━━ Document excerpt ━━
Here is the reaction. Observe that the only product that is given off is heat: (there is an additional reaction for dicalcium silicate that is much the same)

Tricalcium silicate + Water--->Calcium silicate hydrate+Calcium hydroxide + heat

2 Ca3SiO5 + 7 H2O ---> 3 CaO.2SiO2.4H2O + 3 Ca(OH)2 + 173.6kJ

http://www.cement.org/basics/concretebasics_lessonfive.asp

The only loss of mass is the very insignificant amout of water that evaporates. On a humid day this is truly insignificant, and one trick of many concrete finishers to strengthen concrete is to keep it wet while it is setting- this actually strengthens the concrete because it keeps the water from evaporating. It is possible to pour concrete underwater. It sets up just fine.

2006-07-24 13:34:02 · answer #1 · answered by carbonates 7 · 1 0

Depends on how picky you are. Some of the water WILL evaporate, so there will be SOME weight loss; just not a lot.

Also, because your talking about weight and you didn't specify location, if the dry concrete was on the moon, and the wet cement was on the earth; then the dry concrete WOULD weigh less. If you had specified mass that would be a different story. (I know it's dumb, but it's a good way to screw with your coworker)

2006-07-25 10:47:26 · answer #2 · answered by Anonymous · 0 0

Only a fraction of the water in wet cement evaporates. Most of the water undergoes a chemical reaction, becoming part of the hard cement (it sets)

So a certain volume of cement becomes lighter as it sets. However, most cemets also shrink as they dry, also reducing the volume.

In a nutshell, the specific gravity of cement does not change much as it sets (and dries)
━━━
━━ Data listing ━━
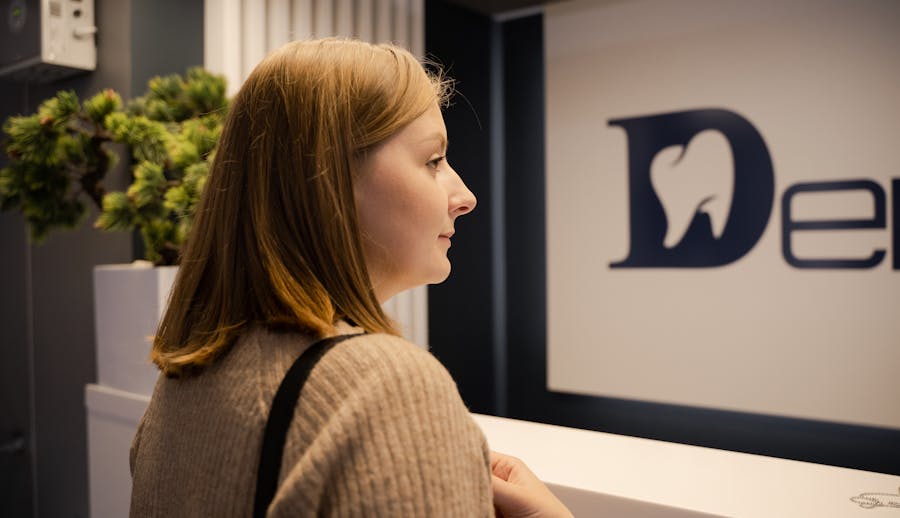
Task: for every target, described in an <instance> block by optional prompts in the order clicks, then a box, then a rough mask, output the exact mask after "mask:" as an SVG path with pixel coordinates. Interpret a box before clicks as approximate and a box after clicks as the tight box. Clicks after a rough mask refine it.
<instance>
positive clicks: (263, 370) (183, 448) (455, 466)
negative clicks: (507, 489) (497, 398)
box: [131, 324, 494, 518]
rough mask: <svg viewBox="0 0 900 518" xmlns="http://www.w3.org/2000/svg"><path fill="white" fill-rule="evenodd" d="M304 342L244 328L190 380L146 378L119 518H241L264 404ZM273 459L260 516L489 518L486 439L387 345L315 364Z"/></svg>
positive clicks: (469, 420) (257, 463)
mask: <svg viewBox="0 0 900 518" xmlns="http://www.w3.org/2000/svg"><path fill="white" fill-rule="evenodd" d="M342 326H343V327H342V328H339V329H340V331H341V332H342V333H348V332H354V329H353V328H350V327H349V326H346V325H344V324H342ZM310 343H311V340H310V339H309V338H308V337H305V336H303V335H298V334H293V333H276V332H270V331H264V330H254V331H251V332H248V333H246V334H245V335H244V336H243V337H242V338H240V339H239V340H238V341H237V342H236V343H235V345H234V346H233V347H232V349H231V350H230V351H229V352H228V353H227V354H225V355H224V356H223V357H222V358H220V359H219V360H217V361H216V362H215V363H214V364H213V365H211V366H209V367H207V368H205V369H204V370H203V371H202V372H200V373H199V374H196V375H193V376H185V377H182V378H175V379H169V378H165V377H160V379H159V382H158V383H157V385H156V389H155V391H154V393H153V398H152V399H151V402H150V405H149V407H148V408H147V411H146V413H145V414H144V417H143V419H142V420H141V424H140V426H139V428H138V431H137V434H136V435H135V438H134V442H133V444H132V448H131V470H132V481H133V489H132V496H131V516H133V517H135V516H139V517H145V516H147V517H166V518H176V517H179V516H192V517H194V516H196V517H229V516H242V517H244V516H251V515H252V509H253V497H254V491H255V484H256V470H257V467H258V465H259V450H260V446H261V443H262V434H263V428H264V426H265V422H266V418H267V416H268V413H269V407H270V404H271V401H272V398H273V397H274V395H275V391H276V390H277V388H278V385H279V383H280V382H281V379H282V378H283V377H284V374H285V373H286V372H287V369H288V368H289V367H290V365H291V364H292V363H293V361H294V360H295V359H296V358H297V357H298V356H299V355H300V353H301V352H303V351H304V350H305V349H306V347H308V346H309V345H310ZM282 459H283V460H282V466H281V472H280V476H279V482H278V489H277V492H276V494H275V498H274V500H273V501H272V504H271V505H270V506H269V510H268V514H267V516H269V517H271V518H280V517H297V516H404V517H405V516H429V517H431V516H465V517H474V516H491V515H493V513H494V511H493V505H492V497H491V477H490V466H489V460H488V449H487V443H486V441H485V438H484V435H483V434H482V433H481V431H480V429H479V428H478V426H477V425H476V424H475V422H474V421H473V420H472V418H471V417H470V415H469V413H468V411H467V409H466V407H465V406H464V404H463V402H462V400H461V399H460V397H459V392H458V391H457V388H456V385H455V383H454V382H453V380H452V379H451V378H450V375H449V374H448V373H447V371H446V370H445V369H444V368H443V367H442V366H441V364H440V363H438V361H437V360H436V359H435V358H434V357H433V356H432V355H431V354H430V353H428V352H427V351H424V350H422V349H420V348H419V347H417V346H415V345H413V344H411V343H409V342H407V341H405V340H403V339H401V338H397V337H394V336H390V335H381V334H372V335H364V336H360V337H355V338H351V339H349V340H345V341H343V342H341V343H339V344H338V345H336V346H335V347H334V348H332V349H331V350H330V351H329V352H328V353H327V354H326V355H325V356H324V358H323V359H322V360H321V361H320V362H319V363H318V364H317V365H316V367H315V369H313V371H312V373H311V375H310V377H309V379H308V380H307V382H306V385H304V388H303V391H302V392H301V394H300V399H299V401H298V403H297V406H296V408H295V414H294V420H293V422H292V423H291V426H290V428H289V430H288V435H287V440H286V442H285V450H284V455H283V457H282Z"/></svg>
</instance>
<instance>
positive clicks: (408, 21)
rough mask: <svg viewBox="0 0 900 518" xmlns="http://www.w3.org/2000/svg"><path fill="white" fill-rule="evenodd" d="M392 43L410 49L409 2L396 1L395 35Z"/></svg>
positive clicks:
━━━
━━ Data listing ━━
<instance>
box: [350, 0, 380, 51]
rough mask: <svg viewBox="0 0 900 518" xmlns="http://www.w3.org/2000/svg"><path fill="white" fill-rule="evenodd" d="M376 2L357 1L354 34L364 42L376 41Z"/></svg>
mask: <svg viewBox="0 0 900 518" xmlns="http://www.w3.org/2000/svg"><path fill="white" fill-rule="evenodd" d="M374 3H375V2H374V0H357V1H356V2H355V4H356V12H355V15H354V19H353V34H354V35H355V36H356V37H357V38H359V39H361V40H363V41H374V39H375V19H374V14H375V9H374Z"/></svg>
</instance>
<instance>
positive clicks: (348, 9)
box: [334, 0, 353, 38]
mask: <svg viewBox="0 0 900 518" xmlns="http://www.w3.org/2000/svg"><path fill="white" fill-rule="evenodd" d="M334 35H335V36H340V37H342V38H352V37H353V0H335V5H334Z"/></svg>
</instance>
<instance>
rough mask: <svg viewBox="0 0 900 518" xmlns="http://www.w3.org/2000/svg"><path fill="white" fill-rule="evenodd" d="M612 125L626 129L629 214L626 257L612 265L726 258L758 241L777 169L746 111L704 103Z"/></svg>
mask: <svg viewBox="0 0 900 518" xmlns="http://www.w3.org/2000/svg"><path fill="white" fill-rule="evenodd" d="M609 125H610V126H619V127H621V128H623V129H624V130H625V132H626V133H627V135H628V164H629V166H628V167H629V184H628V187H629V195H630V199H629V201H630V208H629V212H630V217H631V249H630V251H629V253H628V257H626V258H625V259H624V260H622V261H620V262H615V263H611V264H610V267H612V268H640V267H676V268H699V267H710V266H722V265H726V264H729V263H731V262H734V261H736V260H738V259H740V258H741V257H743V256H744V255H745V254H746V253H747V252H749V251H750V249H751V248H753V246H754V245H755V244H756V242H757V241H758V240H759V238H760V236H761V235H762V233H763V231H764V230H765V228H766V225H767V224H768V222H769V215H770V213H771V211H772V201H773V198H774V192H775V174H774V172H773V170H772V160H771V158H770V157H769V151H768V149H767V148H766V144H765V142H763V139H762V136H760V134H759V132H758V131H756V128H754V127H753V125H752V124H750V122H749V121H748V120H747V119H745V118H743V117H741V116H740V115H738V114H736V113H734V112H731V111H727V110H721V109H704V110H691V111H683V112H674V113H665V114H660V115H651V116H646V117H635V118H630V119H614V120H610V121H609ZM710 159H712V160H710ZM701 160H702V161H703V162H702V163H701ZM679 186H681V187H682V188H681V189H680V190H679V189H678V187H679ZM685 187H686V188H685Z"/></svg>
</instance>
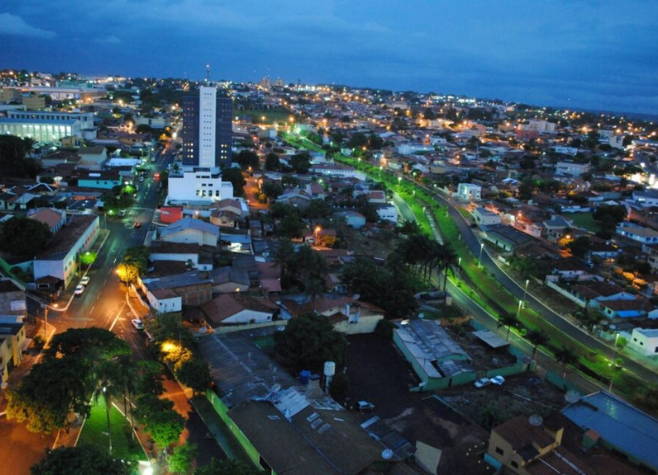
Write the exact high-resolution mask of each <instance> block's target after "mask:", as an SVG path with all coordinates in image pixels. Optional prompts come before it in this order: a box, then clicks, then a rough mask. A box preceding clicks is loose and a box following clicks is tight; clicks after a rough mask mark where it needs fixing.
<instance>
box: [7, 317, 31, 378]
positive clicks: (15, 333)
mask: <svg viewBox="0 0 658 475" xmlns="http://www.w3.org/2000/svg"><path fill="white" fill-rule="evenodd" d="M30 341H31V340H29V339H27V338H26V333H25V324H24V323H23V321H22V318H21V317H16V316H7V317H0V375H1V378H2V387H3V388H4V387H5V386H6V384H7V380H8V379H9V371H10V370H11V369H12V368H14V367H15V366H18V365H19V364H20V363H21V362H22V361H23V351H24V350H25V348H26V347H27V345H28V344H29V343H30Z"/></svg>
━━━
- Problem:
Copy the passage on concrete setting, starting at "The only loss" and ending at "with your coworker)". Swap every "insignificant" for "negligible". The records have nothing to do with what comes next.

- Result for this task:
The only loss of mass is the very negligible amout of water that evaporates. On a humid day this is truly negligible, and one trick of many concrete finishers to strengthen concrete is to keep it wet while it is setting- this actually strengthens the concrete because it keeps the water from evaporating. It is possible to pour concrete underwater. It sets up just fine.

2006-07-24 13:34:02 · answer #1 · answered by carbonates 7 · 1 0

Depends on how picky you are. Some of the water WILL evaporate, so there will be SOME weight loss; just not a lot.

Also, because your talking about weight and you didn't specify location, if the dry concrete was on the moon, and the wet cement was on the earth; then the dry concrete WOULD weigh less. If you had specified mass that would be a different story. (I know it's dumb, but it's a good way to screw with your coworker)